[[ Extract provided, beginning ]]

Another year has passed and a world of fresh, new beginnings is on the horizon. It all seems so positive, doesn’t it? But a year is filled with more than just beginnings.  A year brings change. A year brings happiness and heartbreak. A year brings opportunities. 

This past year is wrapping up, and already I can pinpoint significant events that happened. And some moments that took my breath away. 

A friend of mine passed away this fall. I had the opportunity to visit her a few months before she died, which was such a precious gift.  When we visited together she told me I looked beautiful – and I told her the same. She wasn’t looking at my fat, deformed body and I wasn’t looking at her cancer riddled one. We saw each other’s souls. It’s heartbreaking to lose someone who sees your soul. But it’s a beautiful thing to have had that sort of friend.
Even though I had to say goodbye to my sweet friend, God blessed me with a few new friendships. New friends are fun, especially when you can laugh together. Or sing rousing renditions of boy band songs from the 90s (those are the best kind of friends).  Friends who understand your physical limitations and who change plans to accommodate your needs are cherished. I’m so thankful for my friends.

[[ Extract provided, end ]]
[[ Records provided, beginning ]]

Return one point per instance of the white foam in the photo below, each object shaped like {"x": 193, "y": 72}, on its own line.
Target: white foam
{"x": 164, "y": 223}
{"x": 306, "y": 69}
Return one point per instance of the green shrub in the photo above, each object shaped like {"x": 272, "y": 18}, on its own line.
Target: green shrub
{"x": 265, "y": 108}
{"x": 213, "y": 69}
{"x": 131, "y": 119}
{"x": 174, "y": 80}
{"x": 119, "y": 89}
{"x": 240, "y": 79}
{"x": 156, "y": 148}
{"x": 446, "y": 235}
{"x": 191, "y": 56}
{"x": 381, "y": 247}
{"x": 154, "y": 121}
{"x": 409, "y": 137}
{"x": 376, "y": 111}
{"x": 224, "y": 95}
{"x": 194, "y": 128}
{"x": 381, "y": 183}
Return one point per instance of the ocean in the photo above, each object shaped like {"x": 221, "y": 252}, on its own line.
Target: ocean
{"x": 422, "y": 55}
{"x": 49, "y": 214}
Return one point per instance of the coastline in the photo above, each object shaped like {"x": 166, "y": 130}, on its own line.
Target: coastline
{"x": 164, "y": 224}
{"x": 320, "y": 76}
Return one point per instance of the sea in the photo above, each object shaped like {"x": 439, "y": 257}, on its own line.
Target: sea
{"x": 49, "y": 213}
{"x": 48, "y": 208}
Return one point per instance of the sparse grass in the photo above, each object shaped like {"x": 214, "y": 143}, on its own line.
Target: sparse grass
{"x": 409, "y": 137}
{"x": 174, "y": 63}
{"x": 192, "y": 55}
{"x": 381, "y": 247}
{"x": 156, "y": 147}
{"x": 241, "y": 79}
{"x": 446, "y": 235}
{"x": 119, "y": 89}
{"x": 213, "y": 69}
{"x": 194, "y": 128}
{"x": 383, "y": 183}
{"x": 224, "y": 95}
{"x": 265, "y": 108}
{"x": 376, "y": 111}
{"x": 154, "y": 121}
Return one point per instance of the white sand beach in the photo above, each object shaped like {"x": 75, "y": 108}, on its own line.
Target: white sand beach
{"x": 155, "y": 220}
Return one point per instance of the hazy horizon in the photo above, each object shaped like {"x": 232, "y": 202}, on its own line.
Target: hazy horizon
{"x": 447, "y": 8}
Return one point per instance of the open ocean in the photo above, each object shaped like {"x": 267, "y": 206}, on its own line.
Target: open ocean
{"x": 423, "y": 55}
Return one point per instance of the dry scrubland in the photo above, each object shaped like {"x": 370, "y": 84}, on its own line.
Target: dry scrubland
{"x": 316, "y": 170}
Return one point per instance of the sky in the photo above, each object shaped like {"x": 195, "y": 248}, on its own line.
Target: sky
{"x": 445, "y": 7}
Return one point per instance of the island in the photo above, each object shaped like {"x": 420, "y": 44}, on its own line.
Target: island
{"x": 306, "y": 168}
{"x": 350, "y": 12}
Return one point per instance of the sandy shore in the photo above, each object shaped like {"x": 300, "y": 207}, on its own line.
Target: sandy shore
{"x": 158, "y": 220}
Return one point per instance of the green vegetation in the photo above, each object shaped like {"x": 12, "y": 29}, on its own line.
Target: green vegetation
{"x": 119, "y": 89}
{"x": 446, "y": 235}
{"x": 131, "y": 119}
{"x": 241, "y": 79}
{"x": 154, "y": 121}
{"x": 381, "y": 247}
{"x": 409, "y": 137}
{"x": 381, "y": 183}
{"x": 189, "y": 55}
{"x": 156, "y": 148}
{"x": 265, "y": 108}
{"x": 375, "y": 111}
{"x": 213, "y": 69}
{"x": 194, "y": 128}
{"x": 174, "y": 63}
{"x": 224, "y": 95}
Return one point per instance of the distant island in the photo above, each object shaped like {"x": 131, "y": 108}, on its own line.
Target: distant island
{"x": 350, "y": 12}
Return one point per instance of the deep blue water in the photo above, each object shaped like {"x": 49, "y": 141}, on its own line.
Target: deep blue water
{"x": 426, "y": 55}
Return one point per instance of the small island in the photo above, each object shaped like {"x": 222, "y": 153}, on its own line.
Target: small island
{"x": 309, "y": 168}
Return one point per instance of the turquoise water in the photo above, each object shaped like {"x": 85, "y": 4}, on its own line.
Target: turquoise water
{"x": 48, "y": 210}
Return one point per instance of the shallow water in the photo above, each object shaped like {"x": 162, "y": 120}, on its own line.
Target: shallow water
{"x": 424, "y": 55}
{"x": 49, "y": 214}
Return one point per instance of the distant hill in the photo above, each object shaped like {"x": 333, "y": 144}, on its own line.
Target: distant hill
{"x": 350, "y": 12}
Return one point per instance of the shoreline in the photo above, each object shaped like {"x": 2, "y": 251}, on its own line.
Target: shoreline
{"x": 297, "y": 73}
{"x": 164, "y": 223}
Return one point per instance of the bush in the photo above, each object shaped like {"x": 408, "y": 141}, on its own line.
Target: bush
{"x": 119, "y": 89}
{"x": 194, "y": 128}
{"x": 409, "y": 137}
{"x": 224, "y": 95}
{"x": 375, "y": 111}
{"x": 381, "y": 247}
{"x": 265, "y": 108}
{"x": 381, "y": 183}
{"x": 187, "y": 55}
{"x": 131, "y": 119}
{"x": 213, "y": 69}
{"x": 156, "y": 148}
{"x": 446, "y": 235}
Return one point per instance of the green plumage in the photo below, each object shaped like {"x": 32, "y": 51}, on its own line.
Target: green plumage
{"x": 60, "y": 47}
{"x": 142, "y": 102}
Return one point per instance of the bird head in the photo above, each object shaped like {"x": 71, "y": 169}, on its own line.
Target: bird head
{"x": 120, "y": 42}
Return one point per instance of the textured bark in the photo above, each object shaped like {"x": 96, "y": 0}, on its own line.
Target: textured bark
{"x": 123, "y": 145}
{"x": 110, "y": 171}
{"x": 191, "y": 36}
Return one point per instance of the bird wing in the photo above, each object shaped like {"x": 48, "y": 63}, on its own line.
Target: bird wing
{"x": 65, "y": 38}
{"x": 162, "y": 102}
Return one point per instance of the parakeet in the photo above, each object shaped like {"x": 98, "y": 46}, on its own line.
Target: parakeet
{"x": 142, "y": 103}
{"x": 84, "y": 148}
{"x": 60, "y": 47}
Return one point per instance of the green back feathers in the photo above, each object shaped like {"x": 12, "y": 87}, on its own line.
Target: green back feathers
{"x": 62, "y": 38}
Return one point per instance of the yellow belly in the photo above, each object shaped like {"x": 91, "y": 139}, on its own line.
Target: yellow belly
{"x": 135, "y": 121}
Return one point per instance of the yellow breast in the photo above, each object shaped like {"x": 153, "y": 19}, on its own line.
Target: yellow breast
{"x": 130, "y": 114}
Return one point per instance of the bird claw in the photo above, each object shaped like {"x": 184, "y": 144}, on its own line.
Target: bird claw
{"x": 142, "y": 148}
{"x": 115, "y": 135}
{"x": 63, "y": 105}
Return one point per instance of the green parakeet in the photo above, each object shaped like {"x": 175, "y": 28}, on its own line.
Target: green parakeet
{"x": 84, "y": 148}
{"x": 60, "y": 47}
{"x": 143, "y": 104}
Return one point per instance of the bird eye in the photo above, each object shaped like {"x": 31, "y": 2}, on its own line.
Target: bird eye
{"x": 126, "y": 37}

[[ Records provided, end ]]

■ Required actions
(1) Reproduce the reflection on the past year, starting with "This past year" and going on through "sort of friend.", and substitute "treasured" for "precious".
(2) Carry on the reflection on the past year from the point where it stops.
The material that comes after the reflection on the past year is separate from it.

■ Responses by task
(1)
This past year is wrapping up, and already I can pinpoint significant events that happened. And some moments that took my breath away. 

A friend of mine passed away this fall. I had the opportunity to visit her a few months before she died, which was such a treasured gift.  When we visited together she told me I looked beautiful – and I told her the same. She wasn’t looking at my fat, deformed body and I wasn’t looking at her cancer riddled one. We saw each other’s souls. It’s heartbreaking to lose someone who sees your soul. But it’s a beautiful thing to have had that sort of friend.

(2)
I’m thankful for my family, too. For two weeks spent visiting people I love this summer. For hot, sunny days and lazy afternoons by the water. For beautiful nieces. One of the best memories of this year was when we were seated around a campfire and my three year old niece was telling spooky stories about giant bugs. I hate bugs so it got a bit real and I half jokingly shouted out that I was afraid. My beautiful little niece grabbed my hand and started singing about how when we are afraid we can trust in God. It made me cry and my heart explode all at the same time. 

My own kids have grown so much this year. Conquered battles, valiantly fought as they face daily challenges just to survive in a world their brains aren’t programmed for. I see them shine and I feel blessed that God made me their mother.  I see less toys littering the floor, and more things that fit into their future. Brain teasers for one whose mind is constantly moving towards math and science. A floor littered with paper and pencil crayons for a creative brain whose impulse to always hold a writing utensil is strong. I can see how they’ve changed, how they’re changing.  

Change can be wonderful, but it can also be terrifying. Looking at how this year has brought so much change to my own health story – I waited over a decade for a diagnosis and now treatments will begin in this new year. I can’t say I’m looking forward to it, because I’m afraid of the unknown. The unknown pain, the unknown expenses, the unknown everything. But like my niece sang to me that summer night, when I am afraid I can trust in God. The wonderful part of this change is that He already knows what is to come.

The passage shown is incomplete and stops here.